Extract the lines of the material from the line containing "# test: pointer marks one dot per instance of the steel" through the last line, both included, and reproduce them without any change.

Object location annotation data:
· · · · · · ·

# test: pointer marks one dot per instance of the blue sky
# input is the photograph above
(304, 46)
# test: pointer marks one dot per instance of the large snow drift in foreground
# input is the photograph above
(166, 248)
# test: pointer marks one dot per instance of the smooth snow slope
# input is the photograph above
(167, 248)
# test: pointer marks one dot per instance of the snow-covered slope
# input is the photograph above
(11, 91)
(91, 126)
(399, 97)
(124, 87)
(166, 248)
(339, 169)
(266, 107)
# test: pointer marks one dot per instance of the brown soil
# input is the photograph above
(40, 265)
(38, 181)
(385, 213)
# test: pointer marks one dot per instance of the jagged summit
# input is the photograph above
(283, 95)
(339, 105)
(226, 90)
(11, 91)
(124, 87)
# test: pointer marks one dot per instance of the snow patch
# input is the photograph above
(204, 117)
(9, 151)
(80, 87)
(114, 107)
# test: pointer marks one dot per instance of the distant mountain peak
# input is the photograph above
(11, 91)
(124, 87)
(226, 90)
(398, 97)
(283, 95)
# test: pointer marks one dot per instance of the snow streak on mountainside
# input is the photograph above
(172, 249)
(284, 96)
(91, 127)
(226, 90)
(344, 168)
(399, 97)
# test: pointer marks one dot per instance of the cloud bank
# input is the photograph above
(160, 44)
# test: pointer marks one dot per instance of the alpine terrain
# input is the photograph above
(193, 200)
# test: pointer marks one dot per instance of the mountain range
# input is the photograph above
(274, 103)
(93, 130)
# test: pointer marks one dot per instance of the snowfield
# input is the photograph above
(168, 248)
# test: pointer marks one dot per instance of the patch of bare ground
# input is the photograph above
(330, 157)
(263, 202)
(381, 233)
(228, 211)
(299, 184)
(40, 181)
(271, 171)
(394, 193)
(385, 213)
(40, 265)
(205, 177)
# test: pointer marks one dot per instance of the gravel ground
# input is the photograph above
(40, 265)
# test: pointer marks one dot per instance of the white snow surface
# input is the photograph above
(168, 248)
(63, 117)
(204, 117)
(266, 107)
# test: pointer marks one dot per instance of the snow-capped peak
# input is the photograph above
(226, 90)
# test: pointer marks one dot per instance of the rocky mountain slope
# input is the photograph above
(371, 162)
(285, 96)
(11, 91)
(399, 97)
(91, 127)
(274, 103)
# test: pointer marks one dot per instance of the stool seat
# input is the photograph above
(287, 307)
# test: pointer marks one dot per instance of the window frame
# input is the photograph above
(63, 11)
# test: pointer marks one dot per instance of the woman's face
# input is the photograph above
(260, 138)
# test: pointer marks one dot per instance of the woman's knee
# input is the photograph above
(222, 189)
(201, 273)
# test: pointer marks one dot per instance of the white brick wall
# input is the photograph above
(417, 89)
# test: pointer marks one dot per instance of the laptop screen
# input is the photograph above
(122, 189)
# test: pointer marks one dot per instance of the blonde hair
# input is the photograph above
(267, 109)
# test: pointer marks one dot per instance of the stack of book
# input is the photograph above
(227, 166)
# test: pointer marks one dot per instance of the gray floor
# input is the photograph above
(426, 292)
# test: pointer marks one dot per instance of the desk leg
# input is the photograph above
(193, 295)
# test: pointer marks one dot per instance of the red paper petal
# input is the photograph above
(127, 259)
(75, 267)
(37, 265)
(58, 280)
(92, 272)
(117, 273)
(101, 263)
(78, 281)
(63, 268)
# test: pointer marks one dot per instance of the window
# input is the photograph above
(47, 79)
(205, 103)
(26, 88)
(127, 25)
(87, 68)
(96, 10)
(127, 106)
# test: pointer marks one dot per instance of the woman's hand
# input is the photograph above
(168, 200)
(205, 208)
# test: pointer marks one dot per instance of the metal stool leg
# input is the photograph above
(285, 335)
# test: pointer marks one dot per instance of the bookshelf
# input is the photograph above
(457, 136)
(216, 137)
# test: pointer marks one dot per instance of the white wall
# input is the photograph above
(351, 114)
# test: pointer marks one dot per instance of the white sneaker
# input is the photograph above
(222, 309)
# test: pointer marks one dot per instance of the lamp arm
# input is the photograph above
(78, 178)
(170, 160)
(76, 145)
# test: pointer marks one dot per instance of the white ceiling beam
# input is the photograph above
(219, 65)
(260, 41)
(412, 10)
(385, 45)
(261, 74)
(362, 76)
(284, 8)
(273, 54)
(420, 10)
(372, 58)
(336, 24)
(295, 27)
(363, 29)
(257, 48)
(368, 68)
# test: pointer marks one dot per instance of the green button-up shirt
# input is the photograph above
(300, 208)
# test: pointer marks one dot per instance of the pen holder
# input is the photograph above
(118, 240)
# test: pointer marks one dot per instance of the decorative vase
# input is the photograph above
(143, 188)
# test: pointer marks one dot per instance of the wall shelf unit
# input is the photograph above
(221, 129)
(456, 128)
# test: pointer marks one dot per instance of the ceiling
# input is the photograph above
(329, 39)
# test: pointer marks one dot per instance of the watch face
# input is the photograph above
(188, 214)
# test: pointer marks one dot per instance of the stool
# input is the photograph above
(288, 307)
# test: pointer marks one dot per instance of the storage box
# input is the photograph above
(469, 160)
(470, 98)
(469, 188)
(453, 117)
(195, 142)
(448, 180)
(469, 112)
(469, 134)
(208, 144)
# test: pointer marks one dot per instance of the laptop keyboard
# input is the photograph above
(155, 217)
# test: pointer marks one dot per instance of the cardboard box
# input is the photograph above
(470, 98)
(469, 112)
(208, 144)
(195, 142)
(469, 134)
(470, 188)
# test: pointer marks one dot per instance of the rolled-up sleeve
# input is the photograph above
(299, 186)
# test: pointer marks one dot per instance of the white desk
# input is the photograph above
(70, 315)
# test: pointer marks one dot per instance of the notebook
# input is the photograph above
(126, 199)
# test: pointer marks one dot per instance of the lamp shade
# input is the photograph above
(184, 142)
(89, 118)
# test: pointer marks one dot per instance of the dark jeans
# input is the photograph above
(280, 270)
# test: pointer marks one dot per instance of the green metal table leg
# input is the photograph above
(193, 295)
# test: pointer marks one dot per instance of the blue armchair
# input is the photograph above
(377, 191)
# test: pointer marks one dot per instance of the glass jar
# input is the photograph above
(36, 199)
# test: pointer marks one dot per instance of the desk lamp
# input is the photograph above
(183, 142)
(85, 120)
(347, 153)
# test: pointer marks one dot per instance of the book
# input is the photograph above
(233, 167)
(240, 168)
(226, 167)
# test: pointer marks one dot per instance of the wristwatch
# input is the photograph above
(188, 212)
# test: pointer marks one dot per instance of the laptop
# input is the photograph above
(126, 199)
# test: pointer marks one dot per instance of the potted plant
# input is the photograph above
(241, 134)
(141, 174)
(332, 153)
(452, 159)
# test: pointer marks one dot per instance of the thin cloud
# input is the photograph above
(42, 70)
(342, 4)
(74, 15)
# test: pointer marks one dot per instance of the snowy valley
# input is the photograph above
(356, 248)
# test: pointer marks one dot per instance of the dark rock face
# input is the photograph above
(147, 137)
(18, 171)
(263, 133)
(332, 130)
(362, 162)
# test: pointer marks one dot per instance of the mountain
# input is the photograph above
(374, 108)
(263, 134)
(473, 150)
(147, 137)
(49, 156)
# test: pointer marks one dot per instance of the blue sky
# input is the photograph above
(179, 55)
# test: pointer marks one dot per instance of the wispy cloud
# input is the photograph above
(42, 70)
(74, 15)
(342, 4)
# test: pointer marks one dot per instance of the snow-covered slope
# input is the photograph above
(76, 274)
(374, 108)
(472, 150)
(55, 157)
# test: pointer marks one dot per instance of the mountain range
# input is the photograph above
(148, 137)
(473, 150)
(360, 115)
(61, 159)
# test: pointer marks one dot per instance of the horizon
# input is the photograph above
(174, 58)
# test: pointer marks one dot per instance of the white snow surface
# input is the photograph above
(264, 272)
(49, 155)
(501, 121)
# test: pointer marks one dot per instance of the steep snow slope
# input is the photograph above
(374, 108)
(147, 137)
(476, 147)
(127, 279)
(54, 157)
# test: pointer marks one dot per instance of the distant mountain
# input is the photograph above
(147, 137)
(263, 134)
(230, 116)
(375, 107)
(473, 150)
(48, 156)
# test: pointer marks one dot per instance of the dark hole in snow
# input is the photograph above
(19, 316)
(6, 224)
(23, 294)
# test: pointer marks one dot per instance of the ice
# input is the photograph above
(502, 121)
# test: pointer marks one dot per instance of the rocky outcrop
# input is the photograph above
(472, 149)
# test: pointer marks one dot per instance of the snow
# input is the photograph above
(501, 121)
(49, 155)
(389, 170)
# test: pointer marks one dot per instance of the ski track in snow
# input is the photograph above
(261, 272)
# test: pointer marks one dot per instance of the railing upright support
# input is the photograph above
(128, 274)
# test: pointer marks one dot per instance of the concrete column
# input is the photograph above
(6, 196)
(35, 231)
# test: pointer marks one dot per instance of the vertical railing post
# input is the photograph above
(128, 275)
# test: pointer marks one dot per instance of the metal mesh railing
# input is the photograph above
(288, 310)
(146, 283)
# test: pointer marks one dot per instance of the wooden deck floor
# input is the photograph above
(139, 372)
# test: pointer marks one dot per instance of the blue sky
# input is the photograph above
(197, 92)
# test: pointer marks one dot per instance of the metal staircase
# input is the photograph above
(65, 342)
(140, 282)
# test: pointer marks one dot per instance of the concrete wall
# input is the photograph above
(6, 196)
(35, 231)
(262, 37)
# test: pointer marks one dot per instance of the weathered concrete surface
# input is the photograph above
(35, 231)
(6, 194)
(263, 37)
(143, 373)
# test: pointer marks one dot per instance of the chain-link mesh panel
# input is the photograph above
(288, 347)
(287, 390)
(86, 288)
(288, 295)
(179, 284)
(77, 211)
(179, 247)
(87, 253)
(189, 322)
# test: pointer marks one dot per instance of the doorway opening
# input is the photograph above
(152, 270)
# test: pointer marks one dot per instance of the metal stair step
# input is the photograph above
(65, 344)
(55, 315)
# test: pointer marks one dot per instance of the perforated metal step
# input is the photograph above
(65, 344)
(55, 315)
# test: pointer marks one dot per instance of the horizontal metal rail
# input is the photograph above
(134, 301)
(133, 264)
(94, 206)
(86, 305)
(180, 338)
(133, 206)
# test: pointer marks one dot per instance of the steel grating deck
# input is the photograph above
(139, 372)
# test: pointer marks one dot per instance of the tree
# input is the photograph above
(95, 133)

· · · · · · ·

TASK SOLUTION:
# test: pointer marks one dot per instance of the steel grating deck
# input is the photograph above
(139, 372)
# test: pointer marks one dot per instance of the tree
# input is the photograph above
(95, 133)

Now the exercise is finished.